_ENTRIES PROVIDED_:
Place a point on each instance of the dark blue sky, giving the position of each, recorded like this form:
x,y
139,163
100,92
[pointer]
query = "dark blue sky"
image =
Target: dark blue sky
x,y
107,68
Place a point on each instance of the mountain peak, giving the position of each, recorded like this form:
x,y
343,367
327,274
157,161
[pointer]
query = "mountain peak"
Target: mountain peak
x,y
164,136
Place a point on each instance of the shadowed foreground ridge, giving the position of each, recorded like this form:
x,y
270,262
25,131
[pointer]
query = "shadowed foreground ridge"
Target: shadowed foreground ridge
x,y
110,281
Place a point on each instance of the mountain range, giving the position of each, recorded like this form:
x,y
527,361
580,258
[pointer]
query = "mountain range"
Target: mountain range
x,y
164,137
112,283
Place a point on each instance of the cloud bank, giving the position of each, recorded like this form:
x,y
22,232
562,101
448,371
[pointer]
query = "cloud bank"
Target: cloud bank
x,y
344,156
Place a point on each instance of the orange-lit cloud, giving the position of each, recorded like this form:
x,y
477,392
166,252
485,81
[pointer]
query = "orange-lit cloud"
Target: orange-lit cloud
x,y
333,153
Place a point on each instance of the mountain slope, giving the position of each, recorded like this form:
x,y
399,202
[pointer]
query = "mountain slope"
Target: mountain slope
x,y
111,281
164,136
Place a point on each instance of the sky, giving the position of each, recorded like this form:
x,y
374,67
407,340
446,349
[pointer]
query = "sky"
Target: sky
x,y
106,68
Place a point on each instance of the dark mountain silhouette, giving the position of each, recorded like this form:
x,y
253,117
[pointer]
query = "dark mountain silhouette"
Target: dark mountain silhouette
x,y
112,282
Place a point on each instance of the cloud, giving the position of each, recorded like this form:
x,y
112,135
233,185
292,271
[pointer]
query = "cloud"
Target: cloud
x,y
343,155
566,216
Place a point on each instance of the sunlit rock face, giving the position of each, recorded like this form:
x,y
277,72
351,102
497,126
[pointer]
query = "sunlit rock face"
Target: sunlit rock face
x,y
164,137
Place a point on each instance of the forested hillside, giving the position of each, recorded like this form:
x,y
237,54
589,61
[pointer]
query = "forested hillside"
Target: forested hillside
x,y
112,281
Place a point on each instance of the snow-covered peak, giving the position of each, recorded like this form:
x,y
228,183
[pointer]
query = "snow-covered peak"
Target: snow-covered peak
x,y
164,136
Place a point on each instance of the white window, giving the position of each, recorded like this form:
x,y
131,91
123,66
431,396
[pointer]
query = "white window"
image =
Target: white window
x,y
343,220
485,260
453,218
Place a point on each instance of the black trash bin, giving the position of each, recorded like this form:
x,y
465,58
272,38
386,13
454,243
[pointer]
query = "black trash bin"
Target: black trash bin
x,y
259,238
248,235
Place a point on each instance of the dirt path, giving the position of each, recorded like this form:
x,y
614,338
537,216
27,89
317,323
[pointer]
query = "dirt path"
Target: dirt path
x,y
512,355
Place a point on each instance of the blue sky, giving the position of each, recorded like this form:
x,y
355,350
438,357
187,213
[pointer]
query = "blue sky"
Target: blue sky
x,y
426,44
==
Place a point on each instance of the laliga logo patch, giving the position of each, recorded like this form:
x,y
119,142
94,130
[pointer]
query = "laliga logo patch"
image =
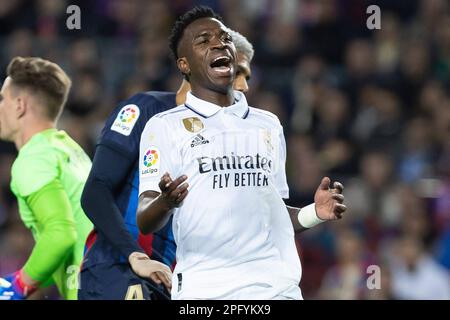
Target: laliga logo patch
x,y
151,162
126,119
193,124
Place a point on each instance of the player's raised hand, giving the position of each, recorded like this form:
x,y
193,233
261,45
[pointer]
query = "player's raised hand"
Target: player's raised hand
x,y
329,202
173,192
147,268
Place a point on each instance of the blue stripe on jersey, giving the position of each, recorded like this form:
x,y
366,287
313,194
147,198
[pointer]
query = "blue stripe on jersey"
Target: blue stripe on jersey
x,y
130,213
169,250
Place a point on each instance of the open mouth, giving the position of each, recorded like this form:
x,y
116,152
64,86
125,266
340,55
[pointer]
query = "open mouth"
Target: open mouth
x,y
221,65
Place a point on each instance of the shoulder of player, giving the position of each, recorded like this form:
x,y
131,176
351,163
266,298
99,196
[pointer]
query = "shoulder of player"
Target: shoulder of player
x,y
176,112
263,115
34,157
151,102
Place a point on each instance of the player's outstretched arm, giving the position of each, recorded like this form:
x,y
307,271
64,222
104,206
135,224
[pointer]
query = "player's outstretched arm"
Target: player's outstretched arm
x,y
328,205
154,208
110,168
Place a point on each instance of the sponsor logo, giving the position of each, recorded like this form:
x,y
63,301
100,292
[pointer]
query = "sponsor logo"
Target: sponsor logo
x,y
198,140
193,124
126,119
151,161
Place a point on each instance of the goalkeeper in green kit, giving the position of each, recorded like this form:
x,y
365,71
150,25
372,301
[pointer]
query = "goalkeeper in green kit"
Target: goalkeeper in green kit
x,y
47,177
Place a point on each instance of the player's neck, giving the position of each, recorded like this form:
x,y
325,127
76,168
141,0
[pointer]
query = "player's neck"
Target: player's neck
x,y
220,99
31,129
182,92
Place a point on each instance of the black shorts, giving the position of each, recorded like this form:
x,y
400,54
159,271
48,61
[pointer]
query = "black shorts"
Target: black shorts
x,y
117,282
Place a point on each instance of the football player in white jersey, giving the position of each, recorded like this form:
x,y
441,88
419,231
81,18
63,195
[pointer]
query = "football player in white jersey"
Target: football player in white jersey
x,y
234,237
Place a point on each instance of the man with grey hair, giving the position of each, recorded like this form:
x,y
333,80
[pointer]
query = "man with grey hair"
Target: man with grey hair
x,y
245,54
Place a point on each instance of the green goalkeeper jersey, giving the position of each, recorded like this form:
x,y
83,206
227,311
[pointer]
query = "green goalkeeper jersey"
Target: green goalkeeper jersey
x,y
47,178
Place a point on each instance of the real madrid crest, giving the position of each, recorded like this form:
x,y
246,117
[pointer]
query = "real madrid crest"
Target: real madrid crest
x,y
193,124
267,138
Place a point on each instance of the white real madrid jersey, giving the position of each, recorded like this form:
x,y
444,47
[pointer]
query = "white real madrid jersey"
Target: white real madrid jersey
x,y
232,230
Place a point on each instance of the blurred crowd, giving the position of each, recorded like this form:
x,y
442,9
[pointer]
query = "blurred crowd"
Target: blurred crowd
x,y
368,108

_REQUIRED WORK_:
Count the lines in the rows above that contain the word "black", with case counting, and give only the number.

_THE COMPLETED TASK_:
6